→ **Extrait à lire**
Verbatim de ma chronique du jour
La Banque Centrale Européenne joue la transparence avec la publication, pour la première fois aujourd’hui, des minutes de son comité de politique monétaire. On connaitra ainsi, avec plus de détails, la nature des arguments et la vivacité du débat lors de la décision sur la mise en œuvre du quantitative easing le 22 janvier dernier. Au regard de l’importance prise par la politique monétaire, cette décision était souhaitable et bienvenue.
Cela veut dire aussi que la Banque Centrale Européenne a changé profondément. La raison principale pour laquelle la BCE ne publiait pas les minutes de ses réunions était politique.
Le conseil des gouverneurs comprend en effet 6 membres de la BCE et les présidents ou gouverneurs de chacun des pays membres de la zone.
Lors de la création de la Banque chaque patron de banque centrale nationale arrivait avec ses méthodes et ses pratiques. La BCE ne souhaitait pas que les participants par leur prise de position puissent éventuellement être identifiés.
Cela aurait nui à la qualité du débat car il aurait toujours été possible de rapprocher une position prise d’un pays. Ce n’était pas souhaité dans le cadre d’une politique monétaire unique.
C’était un cadre très politique au sein duquel la BCE devait amalgamer et rendre cohérentes des réflexions théoriques et des pratiques sur la politique monétaire et la volonté de définir une stratégie monétaire unique. Il fallait avant tout trouver et définir un équilibre politique au sein même du conseil des gouverneurs.
La crise qui débute à l’été 2007 pour la BCE a bouleversé le rôle des banques centrales dans la gestion conjoncturelle. Elles ont pris une importance spectaculaire et conditionnent encore davantage l’environnement économique.
Pour la BCE outre les montants beaucoup plus élevés de ses interventions, la crise a progressivement bouleversé ses pratiques. Elle peut désormais s’engager dans la durée, ce qu’elle ne faisait pas avant la crise et qu’elle généralise aujourd’hui.
Les opérations de refinancements temporaires peuvent désormais se faire sur plusieurs années, comme les opérations de TLTRO mais ce n’est pas tout.

→ **Données sources**
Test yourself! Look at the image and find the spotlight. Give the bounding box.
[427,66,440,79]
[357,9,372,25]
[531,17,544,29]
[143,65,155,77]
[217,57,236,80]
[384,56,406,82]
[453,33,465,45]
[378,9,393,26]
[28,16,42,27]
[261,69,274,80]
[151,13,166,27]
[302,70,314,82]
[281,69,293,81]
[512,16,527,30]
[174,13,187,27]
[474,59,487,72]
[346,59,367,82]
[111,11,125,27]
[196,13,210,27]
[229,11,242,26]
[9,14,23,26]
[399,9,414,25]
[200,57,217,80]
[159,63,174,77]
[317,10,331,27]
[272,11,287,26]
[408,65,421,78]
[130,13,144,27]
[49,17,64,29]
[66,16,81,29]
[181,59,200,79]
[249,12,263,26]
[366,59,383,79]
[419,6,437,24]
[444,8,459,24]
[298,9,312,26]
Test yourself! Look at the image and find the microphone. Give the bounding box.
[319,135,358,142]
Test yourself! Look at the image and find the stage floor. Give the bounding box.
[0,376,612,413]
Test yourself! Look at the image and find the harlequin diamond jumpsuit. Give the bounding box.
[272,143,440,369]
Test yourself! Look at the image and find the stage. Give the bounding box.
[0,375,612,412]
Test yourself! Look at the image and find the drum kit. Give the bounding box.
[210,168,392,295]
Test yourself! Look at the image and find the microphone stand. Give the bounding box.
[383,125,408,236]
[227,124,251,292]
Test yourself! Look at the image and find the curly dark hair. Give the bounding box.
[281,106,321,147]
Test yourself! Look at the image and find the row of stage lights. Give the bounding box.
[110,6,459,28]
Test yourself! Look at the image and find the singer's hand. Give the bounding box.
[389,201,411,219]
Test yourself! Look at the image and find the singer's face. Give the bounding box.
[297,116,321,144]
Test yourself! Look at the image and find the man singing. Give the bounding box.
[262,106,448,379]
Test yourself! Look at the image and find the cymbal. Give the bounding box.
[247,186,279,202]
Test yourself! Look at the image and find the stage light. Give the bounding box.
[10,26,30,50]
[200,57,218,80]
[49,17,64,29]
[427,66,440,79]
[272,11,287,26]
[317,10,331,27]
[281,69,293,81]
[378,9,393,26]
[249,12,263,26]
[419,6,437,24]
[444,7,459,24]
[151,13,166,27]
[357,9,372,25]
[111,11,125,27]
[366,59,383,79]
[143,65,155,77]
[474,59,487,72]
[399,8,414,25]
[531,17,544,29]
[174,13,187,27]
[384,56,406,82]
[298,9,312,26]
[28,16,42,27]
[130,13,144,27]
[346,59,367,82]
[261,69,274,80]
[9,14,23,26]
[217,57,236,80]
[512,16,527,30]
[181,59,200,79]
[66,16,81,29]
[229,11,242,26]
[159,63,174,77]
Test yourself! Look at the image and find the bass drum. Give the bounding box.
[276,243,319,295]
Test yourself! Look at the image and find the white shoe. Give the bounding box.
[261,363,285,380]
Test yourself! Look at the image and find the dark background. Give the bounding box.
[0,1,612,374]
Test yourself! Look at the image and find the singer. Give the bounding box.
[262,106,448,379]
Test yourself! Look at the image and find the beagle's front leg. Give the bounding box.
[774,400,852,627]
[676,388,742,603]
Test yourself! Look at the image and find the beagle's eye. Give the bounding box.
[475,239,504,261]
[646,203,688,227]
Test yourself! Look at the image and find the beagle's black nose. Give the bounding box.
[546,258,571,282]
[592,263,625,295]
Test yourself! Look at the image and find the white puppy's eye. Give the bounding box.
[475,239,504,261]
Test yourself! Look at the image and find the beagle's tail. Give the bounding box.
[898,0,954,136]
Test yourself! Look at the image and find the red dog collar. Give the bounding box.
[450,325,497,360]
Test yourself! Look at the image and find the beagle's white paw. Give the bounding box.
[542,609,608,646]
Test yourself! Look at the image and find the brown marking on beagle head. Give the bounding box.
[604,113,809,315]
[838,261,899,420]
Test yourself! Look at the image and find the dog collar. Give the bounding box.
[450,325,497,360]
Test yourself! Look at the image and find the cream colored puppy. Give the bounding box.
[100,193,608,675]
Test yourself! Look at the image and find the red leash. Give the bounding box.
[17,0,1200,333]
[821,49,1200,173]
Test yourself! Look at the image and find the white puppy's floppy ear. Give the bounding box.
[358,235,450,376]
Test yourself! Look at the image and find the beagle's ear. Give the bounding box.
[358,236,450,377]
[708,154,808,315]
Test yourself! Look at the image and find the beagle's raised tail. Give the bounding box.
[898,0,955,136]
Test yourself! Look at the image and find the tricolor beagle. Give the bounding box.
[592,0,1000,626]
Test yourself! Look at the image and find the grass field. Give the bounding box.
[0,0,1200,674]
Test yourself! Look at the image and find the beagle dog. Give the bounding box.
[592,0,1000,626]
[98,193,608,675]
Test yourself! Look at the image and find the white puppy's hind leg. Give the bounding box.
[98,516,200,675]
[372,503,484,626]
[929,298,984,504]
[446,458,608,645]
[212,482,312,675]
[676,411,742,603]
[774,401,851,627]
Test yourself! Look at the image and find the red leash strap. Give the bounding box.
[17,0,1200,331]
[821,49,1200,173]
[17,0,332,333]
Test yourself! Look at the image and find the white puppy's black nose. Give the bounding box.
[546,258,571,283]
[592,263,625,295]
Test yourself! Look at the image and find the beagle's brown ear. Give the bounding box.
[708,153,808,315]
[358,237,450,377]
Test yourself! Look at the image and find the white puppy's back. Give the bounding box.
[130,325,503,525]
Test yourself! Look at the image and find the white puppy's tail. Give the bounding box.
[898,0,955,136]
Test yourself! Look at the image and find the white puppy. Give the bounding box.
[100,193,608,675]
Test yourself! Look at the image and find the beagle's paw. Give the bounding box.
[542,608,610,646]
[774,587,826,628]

→ **Questions sur documents**
[A] Reformulez sous forme de liste le paragraphe de la chronique sur la BCE qui commence par « La crise qui débute », en conservant ses faits principaux.
[B] Poursuivez la chronique sur la BCE à partir de sa dernière phrase.

→ **Résultats attendus**
[A]
- La crise commence à l'été 2007 pour la BCE.
- Elle a bouleversé le rôle des banques centrales dans la gestion conjoncturelle.
- Les banques centrales ont pris une importance spectaculaire.
- Elles conditionnent encore davantage l'environnement économique.

[B]
La BCE va acheter désormais des actifs qu’elle conservera et qui gonfleront durablement son bilan. Elle créera des euros en contrepartie. Surtout et c’est une pratique nouvelle, la BCE inscrit ses décisions sur ses taux d’intérêt dans la durée. Initialement la BCE ne s’engageait pas au-delà la réunion mensuelle suivante, Jean Claude Trichet l’a rappelé à de nombreuses reprises. Avec Mario Draghi, la BCE s’engage à maintenir ses taux d’intérêt très bas pendant très longtemps.
La BCE s’engage ainsi d’une manière plus profonde dans la gestion de la cité. Elle est passée d’un instrument de régulation à une institution plus politique avec une influence durable.
Ce changement du rôle de la BCE dans la cité date du 26 juillet 2012 lorsqu’à Londres, Mario Draghi avait indiqué que la banque centrale ferait le nécessaire pour assurer le fonctionnement de la zone Euro car l’euro n’était qu’un instrument au service de la construction politique qu’est l’Europe.
La BCE devenait alors une institution globale et non plus une mosaïque de banques centrales.
Pour cette importance nouvelle et ce rôle, il faut que la transparence de la BCE soit plus grande. Ce n’est pas une institution élue mais elle a des comptes à rendre à tous les citoyens de la zone. Les minutes des réunions du Conseil des gouverneurs centrés sur la politique monétaire vont largement participer à cette transparence et c’est tant mieux.